Mechanism: Senescent cardiac progenitor cells release mitochondrial DNA, activating the NLRP3 inflammasome which drives cell death and blocks heart repair. Readout: Readout: Inhibiting NLRP3 or clearing senescent cells reduces inflammation, boosts progenitor cell proliferation, and restores cardiac regeneration.
Hypothesis: Senescent c‑Kit+ cardiac progenitor cells (CPCs) release mitochondrial DNA (mtDNA) into the extracellular space, which acts as a danger‑associated molecular pattern (DAMP) that activates the NLRP3 inflammasome in neighboring cells. This NLRP3‑driven PANoptosis creates a vicious cycle: inflammasome signaling reinforces senescence in CPCs, amplifies the senescence‑associated secretory phenotype (SASP), and impairs the regenerative potential of the residual progenitor pool. Clearing senescent CPCs or blocking mtDNA‑NLRP3 signaling should break this loop and restore cardiac repair.
Mechanistic Rationale
- mtDNA as a DAMP – Damaged mitochondria in senescent CPCs release mtDNA through vesicles or necrosis. Extracellular mtDNA engages TLR9 and the NLRP3 inflammasome, leading to caspase‑1 activation and IL‑1β/IL‑18 maturation (4).
- NLRP3 inflammasome fuels PANoptosis – NLRP3 activation triggers caspase‑1‑dependent pyroptosis, apoptosis and necroptosis (PANoptosis) in adjacent CPCs and cardiomyocytes, expanding the senescent burden (4).
- Feedback to SASP – Inflammasome‑derived cytokines (IL‑1β, IL‑18) amplify NF‑κB signaling, reinforcing SASP production (e.g., IL‑6, CXCL1) from senescent CPCs (1).
- Impact on c‑Kit signaling – Chronic inflammasome activity induces oxidative stress that further impairs MAPK/ERK and AKT phosphorylation downstream of c‑Kit, limiting progenitor activation (2).
Testable Predictions
- Prediction 1: Aged hearts will show elevated extracellular mtDNA in the interstitial space, co‑localized with NLRP3 specks and caspase‑1 activity in CPCs.

§ **Items from a data source**
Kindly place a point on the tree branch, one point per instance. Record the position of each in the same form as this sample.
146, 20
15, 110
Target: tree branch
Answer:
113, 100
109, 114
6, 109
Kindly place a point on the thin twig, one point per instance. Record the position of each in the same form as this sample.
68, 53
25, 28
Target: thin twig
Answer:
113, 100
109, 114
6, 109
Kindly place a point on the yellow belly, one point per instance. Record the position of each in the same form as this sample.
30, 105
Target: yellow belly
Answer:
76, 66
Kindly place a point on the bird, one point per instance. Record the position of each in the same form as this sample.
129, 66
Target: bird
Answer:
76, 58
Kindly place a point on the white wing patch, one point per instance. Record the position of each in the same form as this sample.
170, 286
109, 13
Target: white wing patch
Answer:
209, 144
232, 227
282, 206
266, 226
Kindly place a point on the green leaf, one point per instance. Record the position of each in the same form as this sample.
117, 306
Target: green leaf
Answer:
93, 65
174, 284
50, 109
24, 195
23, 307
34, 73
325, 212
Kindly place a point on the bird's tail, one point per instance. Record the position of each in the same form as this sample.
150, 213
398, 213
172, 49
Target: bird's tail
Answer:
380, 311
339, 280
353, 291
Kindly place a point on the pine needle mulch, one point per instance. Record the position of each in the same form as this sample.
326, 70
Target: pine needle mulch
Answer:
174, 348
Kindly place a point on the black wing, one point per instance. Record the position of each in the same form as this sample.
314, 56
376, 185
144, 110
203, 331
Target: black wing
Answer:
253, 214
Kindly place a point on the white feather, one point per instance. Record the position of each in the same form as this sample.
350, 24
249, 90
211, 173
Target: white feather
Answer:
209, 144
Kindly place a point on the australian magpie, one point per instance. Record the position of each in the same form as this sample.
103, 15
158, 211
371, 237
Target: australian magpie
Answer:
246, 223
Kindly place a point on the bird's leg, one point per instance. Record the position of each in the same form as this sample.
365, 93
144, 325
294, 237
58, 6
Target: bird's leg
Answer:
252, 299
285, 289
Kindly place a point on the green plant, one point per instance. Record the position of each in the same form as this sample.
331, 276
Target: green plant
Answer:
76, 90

§ **PROBLEM TO WORK ON**
Can you continue the hypothesis on senescent cardiac progenitor cells and the NLRP3 inflammasome, starting right after its last sentence?

§ **RESPONSE**
- Prediction 2: Genetic or pharmacologic inhibition of NLRP3 (e.g., MCC950) in aged mice will reduce PANoptosis markers (cleaved caspase‑3, MLKL phosphorylation, GSDMD cleavage) and lower SASP levels without altering senescent CPC numbers.
- Prediction 3: Combined senolytic treatment (dasatinib+quercetin) with NLRP3 inhibition will produce synergistic improvements in CPC proliferation (Ki67+, EdU+), cardiomyogenic differentiation, and functional recovery after ischemia‑reperfusion injury compared with either intervention alone.
- Prediction 4: Neutralizing extracellular mtDNA with anti‑mtDNA antibodies or using TLR9 antagonists will phenocopy NLRP3 inhibition, confirming mtDNA as the upstream trigger.
Experimental Approach
- Isolate CPCs from young (3 mo) and aged (24 mo) mouse hearts; measure mtDNA release via qPCR of cytosolic fractions and extracellular vesicles.
- In vivo: Treat aged mice with (i) senolytics, (ii) NLRP3 inhibitor MCC950, (iii) both, (iv) vehicle. Assess senescence (p16, SA‑β‑gal), inflammasome activation (ASC specks, caspase‑1), PANoptosis markers, SASP cytokine panel, and cardiac function (echocardiography, pressure‑volume loops) after MI.
- In vitro: Co‑culture senescent CPCs with healthy CPCs; add mtDNA or TLR9/NLRP3 inhibitors; read out proliferation, differentiation, and SASP.
- Human relevance: Examine atrial appendage samples from patients ≥70 yr for extracellular mtDNA and NLRP3 activation; correlate with senescent CPC burden.
If extracellular mtDNA‑NLRP3 signaling drives a feed‑forward loop that locks CPCs into senescence and blocks regeneration, interrupting this axis should rescue the aged heart’s repair capacity, providing a mechanistic bridge between cellular senescence and inflammasome‑mediated cell death.